[What you are asked to do] Go over the data below and say how many lines hold the word "each". Only the number is needed.

Collected data entries:
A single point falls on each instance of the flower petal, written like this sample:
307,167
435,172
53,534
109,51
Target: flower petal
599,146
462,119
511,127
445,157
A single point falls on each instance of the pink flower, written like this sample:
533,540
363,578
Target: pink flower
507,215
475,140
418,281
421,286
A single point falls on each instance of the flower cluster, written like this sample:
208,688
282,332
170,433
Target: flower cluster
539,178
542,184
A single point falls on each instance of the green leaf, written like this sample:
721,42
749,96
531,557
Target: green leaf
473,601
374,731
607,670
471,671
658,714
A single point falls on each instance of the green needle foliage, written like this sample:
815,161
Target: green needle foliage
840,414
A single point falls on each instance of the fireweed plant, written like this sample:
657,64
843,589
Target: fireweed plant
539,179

[Solution] 6